** START OF Task material **

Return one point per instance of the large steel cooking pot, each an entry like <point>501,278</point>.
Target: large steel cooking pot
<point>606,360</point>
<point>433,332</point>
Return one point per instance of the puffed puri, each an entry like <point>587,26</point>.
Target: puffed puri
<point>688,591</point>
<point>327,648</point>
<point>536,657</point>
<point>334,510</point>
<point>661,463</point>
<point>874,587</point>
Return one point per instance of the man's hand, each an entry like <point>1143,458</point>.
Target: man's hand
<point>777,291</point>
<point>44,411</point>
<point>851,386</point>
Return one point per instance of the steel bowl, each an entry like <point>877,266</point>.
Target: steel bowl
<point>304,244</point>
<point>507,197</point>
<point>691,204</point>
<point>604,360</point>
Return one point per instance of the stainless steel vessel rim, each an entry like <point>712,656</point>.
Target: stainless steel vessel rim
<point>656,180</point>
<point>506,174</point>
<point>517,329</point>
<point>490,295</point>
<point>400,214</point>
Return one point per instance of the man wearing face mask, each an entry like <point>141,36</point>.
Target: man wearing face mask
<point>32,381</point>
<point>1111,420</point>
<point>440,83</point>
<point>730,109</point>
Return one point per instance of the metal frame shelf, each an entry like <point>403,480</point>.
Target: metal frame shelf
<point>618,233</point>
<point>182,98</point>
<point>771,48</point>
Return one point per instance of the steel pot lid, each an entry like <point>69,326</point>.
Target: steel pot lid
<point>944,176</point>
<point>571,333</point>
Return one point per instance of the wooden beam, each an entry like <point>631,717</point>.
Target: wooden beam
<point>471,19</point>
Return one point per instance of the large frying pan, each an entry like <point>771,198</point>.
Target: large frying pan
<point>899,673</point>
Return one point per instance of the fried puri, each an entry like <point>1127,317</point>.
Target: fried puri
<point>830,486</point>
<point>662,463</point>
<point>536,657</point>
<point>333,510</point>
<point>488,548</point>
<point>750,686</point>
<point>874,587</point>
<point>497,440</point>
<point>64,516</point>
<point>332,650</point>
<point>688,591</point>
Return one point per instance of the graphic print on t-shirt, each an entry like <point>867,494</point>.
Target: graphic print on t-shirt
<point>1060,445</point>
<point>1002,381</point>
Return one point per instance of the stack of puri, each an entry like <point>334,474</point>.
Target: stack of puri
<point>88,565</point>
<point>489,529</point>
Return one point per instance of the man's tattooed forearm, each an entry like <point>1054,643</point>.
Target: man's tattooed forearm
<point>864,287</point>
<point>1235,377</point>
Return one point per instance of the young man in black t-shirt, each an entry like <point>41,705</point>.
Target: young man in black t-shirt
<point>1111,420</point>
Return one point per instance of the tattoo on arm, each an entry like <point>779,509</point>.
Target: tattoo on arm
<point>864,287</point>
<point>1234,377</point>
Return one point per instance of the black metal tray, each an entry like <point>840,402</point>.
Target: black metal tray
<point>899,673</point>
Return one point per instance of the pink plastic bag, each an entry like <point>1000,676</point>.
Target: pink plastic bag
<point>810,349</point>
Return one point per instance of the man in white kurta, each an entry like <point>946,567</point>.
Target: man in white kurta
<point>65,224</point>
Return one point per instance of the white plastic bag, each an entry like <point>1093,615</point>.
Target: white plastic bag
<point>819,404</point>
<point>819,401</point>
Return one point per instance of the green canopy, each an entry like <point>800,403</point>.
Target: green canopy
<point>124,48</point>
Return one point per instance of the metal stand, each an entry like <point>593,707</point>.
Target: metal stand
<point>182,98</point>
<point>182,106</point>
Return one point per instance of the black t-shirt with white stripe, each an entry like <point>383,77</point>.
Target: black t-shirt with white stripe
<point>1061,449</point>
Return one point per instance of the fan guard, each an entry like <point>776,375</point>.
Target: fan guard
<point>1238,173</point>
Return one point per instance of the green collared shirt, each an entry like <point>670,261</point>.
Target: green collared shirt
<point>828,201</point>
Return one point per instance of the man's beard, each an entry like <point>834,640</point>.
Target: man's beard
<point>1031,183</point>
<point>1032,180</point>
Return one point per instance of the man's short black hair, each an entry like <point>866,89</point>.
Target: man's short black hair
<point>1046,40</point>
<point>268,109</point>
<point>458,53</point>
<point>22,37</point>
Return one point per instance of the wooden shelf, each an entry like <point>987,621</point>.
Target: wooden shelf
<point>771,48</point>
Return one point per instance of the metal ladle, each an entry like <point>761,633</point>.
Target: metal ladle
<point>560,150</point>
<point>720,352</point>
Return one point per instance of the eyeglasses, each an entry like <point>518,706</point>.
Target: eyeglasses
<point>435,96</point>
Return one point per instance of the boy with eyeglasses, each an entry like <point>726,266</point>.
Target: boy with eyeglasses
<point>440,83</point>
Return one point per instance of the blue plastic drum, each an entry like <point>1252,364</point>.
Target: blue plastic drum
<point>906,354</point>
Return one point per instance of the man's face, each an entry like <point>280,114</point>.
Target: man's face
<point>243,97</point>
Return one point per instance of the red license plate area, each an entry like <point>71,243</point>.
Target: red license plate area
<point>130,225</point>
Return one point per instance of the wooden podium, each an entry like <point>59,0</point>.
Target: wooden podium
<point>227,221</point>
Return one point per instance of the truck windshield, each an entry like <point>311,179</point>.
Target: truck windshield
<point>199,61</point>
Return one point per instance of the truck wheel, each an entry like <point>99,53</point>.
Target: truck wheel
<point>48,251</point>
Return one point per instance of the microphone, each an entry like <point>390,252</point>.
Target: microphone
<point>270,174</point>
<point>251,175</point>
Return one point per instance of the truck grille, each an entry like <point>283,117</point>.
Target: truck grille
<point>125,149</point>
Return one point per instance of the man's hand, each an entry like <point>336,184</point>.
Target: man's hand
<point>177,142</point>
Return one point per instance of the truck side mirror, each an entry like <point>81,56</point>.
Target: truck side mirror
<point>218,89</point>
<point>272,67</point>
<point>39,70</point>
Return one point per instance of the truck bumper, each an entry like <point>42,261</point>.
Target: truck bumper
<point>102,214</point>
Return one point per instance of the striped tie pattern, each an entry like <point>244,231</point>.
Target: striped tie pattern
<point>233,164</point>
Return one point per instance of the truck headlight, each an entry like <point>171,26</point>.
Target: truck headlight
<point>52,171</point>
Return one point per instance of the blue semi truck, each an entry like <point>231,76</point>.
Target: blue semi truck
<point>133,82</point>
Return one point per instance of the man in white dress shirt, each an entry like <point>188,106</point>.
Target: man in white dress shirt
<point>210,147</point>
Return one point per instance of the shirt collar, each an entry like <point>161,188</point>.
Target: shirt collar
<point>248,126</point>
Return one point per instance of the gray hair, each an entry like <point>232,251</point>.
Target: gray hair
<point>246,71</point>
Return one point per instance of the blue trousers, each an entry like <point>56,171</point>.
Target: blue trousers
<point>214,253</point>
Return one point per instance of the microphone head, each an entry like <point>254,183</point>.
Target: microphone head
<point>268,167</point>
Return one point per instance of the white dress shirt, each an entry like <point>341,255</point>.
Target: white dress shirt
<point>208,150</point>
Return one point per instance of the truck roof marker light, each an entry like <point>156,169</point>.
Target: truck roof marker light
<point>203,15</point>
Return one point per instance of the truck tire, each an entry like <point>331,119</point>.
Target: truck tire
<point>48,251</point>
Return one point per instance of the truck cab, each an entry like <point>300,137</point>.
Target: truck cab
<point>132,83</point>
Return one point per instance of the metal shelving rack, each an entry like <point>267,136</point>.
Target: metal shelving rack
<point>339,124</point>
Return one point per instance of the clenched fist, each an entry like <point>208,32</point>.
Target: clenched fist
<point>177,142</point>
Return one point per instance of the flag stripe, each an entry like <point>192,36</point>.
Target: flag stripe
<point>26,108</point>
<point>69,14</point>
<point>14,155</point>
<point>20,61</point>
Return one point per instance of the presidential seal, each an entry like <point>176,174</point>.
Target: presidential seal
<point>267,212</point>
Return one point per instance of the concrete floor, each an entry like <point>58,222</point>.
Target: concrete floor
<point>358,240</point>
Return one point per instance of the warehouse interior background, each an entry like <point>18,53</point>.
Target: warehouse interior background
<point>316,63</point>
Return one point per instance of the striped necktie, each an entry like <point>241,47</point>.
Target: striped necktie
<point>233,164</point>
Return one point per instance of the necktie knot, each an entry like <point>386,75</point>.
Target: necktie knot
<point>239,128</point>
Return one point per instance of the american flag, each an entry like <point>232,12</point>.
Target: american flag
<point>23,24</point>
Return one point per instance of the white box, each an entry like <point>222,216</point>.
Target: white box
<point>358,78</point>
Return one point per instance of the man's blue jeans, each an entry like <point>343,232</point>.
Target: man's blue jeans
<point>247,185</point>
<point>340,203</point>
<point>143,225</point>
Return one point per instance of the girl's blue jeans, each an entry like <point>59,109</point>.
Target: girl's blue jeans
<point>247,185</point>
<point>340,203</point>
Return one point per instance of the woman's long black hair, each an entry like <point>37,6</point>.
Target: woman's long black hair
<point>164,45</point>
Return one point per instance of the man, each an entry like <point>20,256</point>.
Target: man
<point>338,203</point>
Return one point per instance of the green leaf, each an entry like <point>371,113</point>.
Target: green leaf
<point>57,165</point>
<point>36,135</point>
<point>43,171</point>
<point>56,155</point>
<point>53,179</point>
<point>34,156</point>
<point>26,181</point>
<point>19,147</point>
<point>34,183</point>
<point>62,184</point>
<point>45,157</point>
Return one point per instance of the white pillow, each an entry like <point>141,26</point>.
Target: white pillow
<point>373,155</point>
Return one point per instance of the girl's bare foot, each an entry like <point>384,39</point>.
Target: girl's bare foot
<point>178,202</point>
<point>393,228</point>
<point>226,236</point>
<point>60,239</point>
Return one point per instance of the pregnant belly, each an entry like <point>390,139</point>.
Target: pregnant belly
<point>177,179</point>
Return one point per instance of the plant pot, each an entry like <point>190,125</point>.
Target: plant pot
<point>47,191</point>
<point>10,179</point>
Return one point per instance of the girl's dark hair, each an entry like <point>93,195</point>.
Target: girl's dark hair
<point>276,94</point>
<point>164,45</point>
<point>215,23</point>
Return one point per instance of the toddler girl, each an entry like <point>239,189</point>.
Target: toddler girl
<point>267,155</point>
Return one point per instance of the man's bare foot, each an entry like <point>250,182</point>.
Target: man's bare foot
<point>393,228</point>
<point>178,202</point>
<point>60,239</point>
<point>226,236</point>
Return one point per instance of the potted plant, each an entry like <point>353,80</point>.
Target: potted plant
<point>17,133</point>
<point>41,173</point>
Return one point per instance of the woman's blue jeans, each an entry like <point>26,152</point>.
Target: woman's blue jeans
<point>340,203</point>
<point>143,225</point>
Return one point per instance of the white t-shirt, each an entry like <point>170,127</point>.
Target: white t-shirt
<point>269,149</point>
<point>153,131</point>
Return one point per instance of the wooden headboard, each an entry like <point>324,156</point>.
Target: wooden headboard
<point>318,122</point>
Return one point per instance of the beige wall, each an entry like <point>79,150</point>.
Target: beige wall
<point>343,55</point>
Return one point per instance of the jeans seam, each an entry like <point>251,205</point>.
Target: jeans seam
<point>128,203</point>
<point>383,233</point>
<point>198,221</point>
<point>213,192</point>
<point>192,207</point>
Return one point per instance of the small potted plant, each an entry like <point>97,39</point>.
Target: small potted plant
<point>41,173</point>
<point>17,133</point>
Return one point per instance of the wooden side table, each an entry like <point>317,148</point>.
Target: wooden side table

** END OF Task material **

_Challenge_: Reproduce the records from the line with "Return one point per instance of the striped tie" through the line with "<point>203,15</point>", swapping every "instance" for "occurrence" and keeping everything else identical. Give only those lines.

_Output for this exercise_:
Return one point per occurrence of the striped tie pattern, each an entry like <point>244,231</point>.
Target: striped tie pattern
<point>233,164</point>
Return one point per occurrence of the truck headlight, each an entry like <point>171,26</point>.
Target: truck headlight
<point>52,171</point>
Return one point per occurrence of the blue semi truck, each an entry like <point>231,76</point>.
Target: blue semi truck
<point>133,82</point>
Return one point per occurrence of the man in white dress shirt, each an entry like <point>188,106</point>.
Target: man in white dress shirt
<point>210,147</point>
Return one point per occurrence of the shirt collar, each an entry like <point>161,188</point>.
Target: shirt collar
<point>248,126</point>
Return one point per occurrence of the gray hair, each an entry like <point>232,251</point>.
Target: gray hair
<point>246,71</point>
Return one point per occurrence of the blue trousers, each an entry like <point>56,171</point>.
Target: blue trousers
<point>214,253</point>
Return one point per occurrence of the microphone head, each an entry like <point>254,183</point>.
Target: microphone head
<point>268,167</point>
Return one point per occurrence of the white dress shirt, each an entry like <point>341,255</point>.
Target: white dress shirt
<point>208,150</point>
Return one point per occurrence of the truck roof marker light, each an entry like <point>156,169</point>.
Target: truck roof marker light
<point>203,15</point>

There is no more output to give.